Продолжите текст о геополитическом подходе Р. Коллинза к демократизации и легитимности политических режимов с того места, где он прерывается.

## ИСХОДНЫЙ ТЕКСТ
################

В качестве одного из направлений социологического анализа, альтернативных функционалистской теории модернизации, выступает подход Р. Коллинза, рассматривающего процессы демократизации с позиций своей геополитической концепции. Он проанализировал ряд исторических примеров формирования демократии, в частности, в Швейцарии и Нидерландах. Особое внимание Коллинз обратил на динамику легитимности политического режима в Соединенных Штатах с момента возникновения этого государства. Он отмечал, что росту легитимности демократического режима во многом способствовала успешная внешняя экспансия, геополитический успех США «защищал и легитимировал американскую демократию» [Collins 1998, p. 30].

Коллинз обращался также к примеру посткоммунистической России. По мнению социолога, одни лишь институциональные реформы при отсутствии демократической политической культуры не могли привести к стабильной демократической системе. «Массовое голосование без структуры разделения властей, которую оно бы формировало, обычно создавало неустойчивые и недолговечные плебисцитарные режимы, периодически соскальзывающие в автократию» [Collins 1998, p. 30]. Вместе с тем, как утверждал Коллинз, частичное восстановление геополитического престижа российского государства могло бы способствовать укреплению легитимности демократического режима. Правда, Коллинз не мог предвидеть того, что в России относительный рост внешнеполитического престижа совпадет не с периодом частичной и непоследовательной демократизации 1990-х гг., а с усилением авторитарных тенденций во внутренней политике. В данном случае геополитический фактор способствовал дискредитации плюралистической демократии и, напротив, росту легитимности плебисцитарного режима «управляемой демократии».

По-видимому, Коллинз все же преувеличивает степень влияния геополитических причин на легитимность государственной власти. Тем не менее, концепция Коллинза позволяет по-новому взглянуть на динамику легитимности различных политических режимов. Этот подход представляет особый интерес при обсуждении проблемы легитимности плебисцитарных режимов, для которых первостепенное значение имеет внешнеполитический успех. Концепция Коллинза может в определенной степени служить дополнением сравнительного анализа политических режимов, ориентированного на социокультурные факторы. Однако следу-

Цивилизационный анализ в современной исторической социологии ...

################

Данные для разметки точек на фотографиях
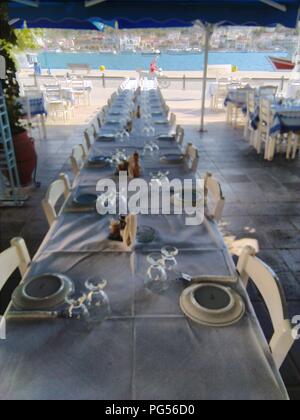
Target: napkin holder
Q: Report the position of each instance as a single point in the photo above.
(129, 233)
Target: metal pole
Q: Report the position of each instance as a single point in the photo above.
(208, 33)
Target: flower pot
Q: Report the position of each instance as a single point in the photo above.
(25, 156)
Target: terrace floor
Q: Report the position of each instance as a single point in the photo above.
(262, 200)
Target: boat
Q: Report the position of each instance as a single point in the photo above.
(151, 52)
(282, 64)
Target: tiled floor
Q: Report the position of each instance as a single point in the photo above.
(262, 203)
(262, 208)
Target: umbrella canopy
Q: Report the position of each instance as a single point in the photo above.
(90, 14)
(154, 13)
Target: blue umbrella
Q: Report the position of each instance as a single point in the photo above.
(88, 14)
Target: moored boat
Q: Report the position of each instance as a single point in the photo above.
(282, 63)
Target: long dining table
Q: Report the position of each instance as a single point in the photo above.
(147, 349)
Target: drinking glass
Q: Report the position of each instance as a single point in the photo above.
(154, 146)
(156, 279)
(78, 314)
(97, 300)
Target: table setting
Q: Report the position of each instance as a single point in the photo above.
(134, 307)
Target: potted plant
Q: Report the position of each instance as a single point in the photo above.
(24, 146)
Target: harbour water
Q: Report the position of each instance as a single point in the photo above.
(245, 61)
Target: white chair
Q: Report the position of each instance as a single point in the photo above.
(13, 258)
(192, 157)
(220, 95)
(214, 199)
(249, 132)
(89, 137)
(293, 145)
(77, 158)
(58, 189)
(57, 109)
(250, 267)
(79, 91)
(265, 117)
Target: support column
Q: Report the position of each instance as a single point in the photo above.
(209, 29)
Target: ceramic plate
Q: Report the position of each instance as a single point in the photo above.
(43, 292)
(172, 158)
(99, 160)
(107, 137)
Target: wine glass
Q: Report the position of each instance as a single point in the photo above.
(97, 300)
(157, 279)
(169, 253)
(148, 150)
(78, 314)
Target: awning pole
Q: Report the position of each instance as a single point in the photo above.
(209, 29)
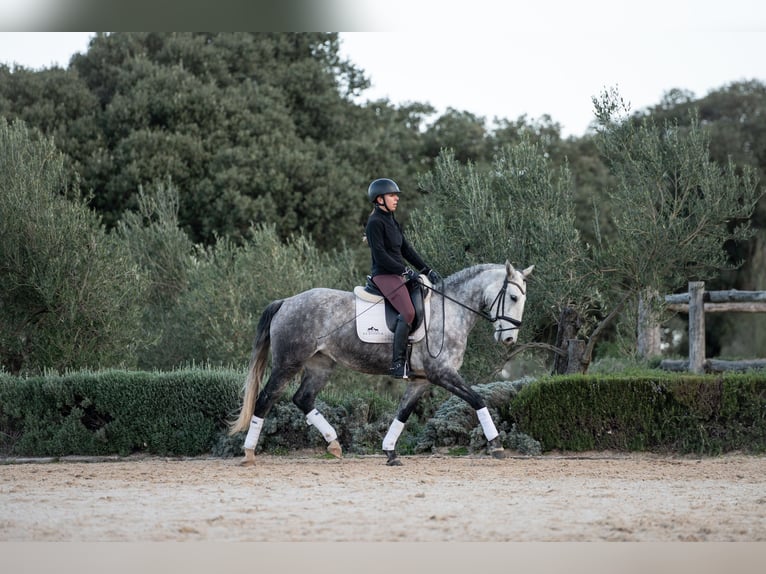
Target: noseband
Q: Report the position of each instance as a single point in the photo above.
(500, 300)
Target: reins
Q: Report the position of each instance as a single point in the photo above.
(499, 299)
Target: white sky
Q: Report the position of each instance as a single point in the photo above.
(504, 59)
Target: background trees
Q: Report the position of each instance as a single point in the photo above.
(202, 157)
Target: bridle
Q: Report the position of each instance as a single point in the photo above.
(499, 300)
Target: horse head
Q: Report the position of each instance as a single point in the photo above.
(507, 307)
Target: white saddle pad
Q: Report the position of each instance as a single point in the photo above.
(371, 324)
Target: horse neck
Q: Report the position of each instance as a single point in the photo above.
(469, 286)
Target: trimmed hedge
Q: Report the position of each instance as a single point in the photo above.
(116, 412)
(702, 414)
(185, 413)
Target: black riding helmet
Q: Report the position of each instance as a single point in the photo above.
(380, 187)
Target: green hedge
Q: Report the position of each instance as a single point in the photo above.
(703, 414)
(116, 412)
(184, 413)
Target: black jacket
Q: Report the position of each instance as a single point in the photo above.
(389, 249)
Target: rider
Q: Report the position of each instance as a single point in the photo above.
(390, 250)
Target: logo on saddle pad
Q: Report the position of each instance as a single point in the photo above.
(371, 323)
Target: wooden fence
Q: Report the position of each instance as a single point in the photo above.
(696, 303)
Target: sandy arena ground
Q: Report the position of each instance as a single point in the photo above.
(304, 497)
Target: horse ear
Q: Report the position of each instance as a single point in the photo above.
(528, 271)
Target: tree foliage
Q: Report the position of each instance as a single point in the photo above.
(69, 294)
(196, 150)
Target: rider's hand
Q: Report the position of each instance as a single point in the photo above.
(410, 274)
(434, 277)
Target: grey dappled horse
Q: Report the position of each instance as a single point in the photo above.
(314, 330)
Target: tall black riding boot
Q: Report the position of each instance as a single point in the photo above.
(398, 368)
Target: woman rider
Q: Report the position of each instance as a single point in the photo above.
(390, 252)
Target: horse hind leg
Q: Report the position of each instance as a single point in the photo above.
(263, 404)
(411, 396)
(316, 374)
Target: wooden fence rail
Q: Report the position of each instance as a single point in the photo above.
(696, 303)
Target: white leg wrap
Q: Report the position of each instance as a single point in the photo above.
(389, 442)
(316, 419)
(256, 424)
(486, 424)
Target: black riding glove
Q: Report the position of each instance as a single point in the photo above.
(410, 274)
(434, 277)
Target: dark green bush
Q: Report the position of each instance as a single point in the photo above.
(185, 412)
(116, 412)
(704, 414)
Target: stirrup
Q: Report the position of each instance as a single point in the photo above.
(398, 370)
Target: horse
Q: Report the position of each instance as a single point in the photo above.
(314, 330)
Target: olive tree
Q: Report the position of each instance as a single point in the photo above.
(672, 210)
(70, 294)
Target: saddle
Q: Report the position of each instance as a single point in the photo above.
(376, 317)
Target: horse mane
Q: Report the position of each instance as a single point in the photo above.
(469, 272)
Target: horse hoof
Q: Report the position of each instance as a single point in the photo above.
(393, 458)
(249, 459)
(334, 449)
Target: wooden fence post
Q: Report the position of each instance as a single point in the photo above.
(696, 326)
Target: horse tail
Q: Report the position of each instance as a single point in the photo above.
(258, 359)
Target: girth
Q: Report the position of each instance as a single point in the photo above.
(417, 295)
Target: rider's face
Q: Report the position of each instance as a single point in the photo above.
(390, 201)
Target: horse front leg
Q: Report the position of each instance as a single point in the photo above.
(450, 379)
(315, 376)
(415, 389)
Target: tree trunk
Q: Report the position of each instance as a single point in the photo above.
(569, 325)
(649, 333)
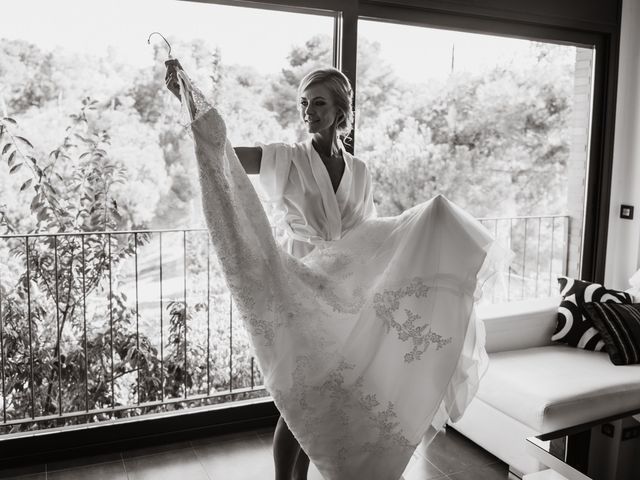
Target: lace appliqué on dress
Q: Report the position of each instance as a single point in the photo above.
(387, 304)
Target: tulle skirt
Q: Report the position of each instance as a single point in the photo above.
(369, 343)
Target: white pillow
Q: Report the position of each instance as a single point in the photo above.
(634, 290)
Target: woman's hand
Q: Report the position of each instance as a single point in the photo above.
(171, 77)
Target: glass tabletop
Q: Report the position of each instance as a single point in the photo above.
(605, 449)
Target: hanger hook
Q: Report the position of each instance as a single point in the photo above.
(165, 41)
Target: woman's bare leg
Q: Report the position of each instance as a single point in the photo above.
(301, 468)
(285, 451)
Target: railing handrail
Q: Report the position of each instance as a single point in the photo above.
(101, 232)
(180, 230)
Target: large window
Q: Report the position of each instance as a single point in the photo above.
(97, 326)
(498, 125)
(138, 319)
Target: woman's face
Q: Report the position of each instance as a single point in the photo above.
(317, 109)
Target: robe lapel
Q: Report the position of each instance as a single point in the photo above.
(329, 199)
(344, 188)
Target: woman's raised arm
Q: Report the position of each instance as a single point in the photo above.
(250, 158)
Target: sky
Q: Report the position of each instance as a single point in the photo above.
(250, 36)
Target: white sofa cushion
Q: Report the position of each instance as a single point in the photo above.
(552, 387)
(518, 325)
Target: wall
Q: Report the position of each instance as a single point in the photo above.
(597, 15)
(623, 245)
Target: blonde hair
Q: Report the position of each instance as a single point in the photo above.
(341, 92)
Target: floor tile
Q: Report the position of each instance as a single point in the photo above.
(34, 476)
(25, 471)
(471, 452)
(451, 452)
(496, 471)
(155, 449)
(101, 471)
(237, 458)
(180, 464)
(83, 461)
(419, 468)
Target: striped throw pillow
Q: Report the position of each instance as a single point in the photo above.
(573, 328)
(619, 326)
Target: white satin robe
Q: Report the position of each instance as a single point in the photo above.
(295, 179)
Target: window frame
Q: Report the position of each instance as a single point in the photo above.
(602, 37)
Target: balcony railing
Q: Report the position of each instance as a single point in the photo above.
(107, 325)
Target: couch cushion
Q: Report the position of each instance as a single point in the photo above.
(522, 324)
(558, 386)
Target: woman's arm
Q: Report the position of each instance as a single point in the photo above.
(250, 158)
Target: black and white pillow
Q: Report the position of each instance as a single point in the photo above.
(619, 325)
(573, 327)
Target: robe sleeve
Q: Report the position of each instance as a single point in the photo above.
(274, 170)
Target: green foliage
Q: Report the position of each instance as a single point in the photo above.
(496, 143)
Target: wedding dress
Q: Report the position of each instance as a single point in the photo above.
(367, 344)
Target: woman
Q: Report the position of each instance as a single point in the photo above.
(325, 106)
(365, 330)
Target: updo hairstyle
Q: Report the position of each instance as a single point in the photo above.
(341, 92)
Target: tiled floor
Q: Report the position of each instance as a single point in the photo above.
(247, 456)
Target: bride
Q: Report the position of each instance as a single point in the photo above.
(363, 326)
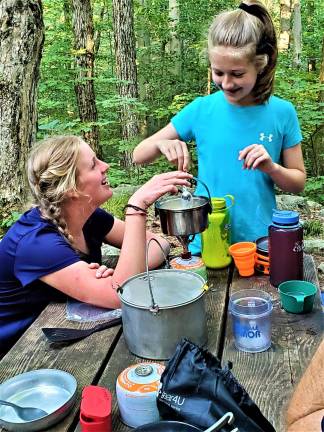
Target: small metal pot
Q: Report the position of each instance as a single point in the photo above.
(161, 307)
(177, 219)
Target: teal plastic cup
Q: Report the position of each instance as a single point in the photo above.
(297, 296)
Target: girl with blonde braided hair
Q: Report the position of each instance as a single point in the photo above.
(54, 249)
(247, 140)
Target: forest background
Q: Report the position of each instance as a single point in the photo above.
(116, 71)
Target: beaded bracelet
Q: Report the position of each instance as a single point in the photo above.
(135, 214)
(134, 207)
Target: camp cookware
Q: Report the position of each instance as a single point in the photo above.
(26, 413)
(161, 307)
(180, 217)
(175, 426)
(52, 390)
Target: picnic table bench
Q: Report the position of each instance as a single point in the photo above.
(269, 377)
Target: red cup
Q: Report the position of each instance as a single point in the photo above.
(95, 410)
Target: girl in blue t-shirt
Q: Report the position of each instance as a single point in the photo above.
(55, 248)
(247, 140)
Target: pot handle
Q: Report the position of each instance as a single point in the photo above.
(154, 307)
(194, 181)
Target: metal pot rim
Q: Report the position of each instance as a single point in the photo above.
(175, 272)
(159, 203)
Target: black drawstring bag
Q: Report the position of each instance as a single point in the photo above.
(197, 390)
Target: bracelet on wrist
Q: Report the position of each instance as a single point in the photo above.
(136, 214)
(134, 207)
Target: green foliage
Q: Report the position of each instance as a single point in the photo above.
(314, 189)
(313, 228)
(168, 79)
(116, 204)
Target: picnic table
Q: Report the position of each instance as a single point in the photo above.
(269, 377)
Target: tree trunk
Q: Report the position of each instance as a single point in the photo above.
(126, 71)
(297, 32)
(285, 25)
(21, 42)
(321, 94)
(82, 22)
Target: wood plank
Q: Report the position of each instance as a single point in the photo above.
(122, 358)
(269, 377)
(84, 359)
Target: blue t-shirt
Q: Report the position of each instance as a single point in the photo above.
(32, 248)
(221, 130)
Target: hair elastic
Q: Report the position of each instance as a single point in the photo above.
(252, 10)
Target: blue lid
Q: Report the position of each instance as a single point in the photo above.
(285, 217)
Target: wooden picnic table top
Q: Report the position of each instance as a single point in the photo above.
(269, 377)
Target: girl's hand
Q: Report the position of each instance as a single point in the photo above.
(101, 270)
(256, 156)
(159, 185)
(176, 152)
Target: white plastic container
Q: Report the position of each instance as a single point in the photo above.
(251, 318)
(136, 389)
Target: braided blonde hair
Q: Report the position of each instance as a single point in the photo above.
(255, 36)
(52, 172)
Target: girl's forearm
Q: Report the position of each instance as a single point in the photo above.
(288, 179)
(146, 151)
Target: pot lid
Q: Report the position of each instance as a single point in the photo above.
(176, 203)
(170, 288)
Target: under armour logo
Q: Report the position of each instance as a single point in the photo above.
(264, 137)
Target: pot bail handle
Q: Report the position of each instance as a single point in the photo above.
(194, 181)
(154, 307)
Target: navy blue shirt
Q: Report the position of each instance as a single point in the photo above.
(32, 248)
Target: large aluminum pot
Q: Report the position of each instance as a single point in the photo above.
(180, 219)
(160, 308)
(167, 426)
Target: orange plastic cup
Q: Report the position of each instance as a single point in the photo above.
(244, 257)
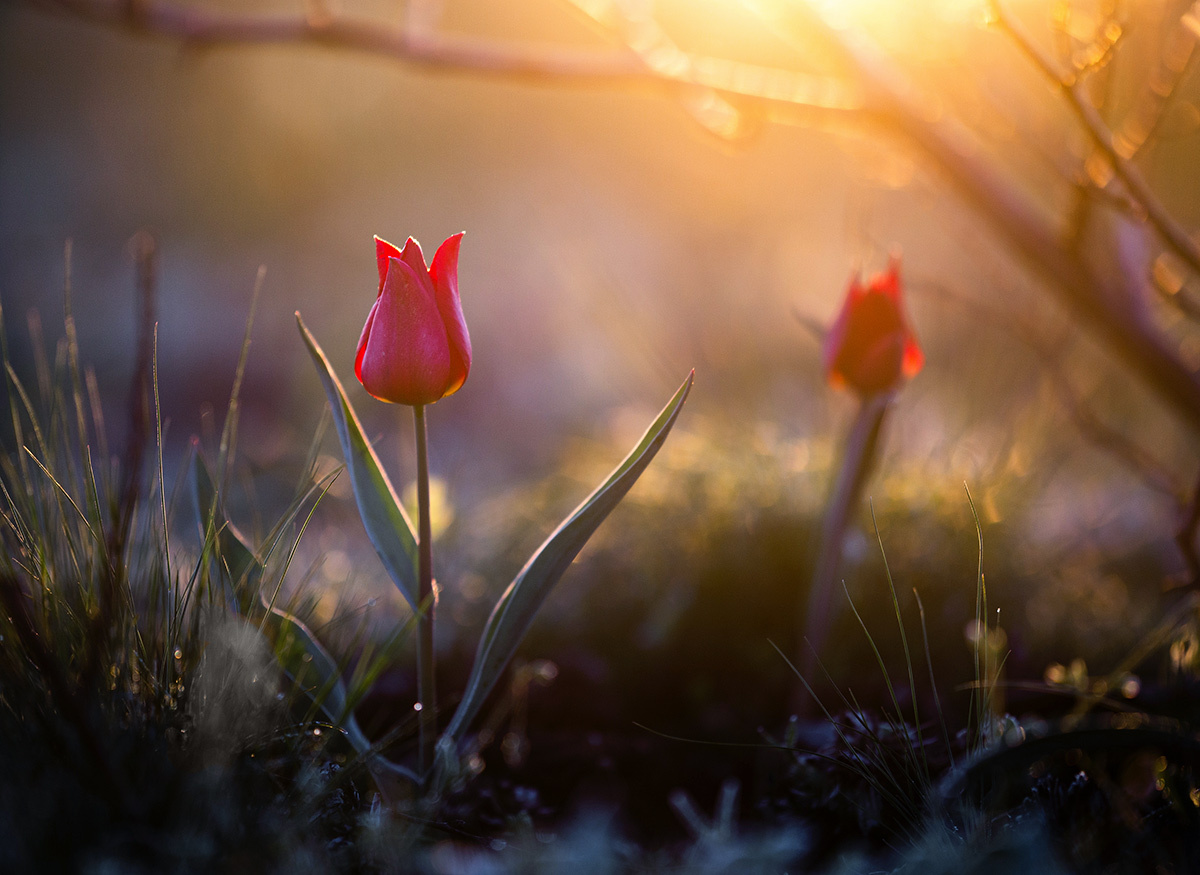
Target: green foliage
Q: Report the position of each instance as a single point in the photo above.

################

## ПИСЬМЕННЫЙ ОТВЕТ
127

ет отметить, что «транзитологи» игнорируют концепцию Коллинза подобно тому, как в 1980-е гг. в западной советологии был проигнорирован его прогноз распада СССР.

Недостатки транзитологической парадигмы в полной мере осознал американский политолог С. Хансон, который обратился к изучению политических процессов в постсоветской России с позиций сравнительно-исторического подхода. С его точки зрения, политический режим, сложившийся в России после крушения коммунистической системы, представлял собой один из весьма немногочисленных примеров «постимперской демократии». Он сопоставил политическое положение России 1990-х гг. с ситуацией в Третьей французской республике (главным образом, в 1870-е гг.) и в Веймарской республике. Хотя аналогии между постсоветской Россией и Веймарской республикой в свое время были общим местом в политологической литературе, подход Хансона отличается определенной новизной.

Как отмечает этот исследователь, во всех трех рассмотренных им случаях наследие имперских институтов налагало сходные ограничения на действия новых демократических элит: «постимперские демократии» унаследовали недостаточно модернизированные экономики с большой долей государственного участия; во всех этих странах за крушением империи последовал период политической нестабильности и сохранялась социальная база авторитаризма. Вместе с тем характер нового политического режима в указанных странах оказался различным: демократия во Франции, нацистская диктатура в Германии и «слабый авторитаризм» в России. По мнению Хансона, решающее значение в каждом случае имело влияние политической идеологии: если во Франции и Германии получили преобладание «идеологические партии», вокруг которых консолидировался новый режим, то в постсоветской России партии в конечном итоге были подчинены авторитарному государству, не обладавшему какой-либо четко сформулированной идеологией [Hanson 2006, р. 345].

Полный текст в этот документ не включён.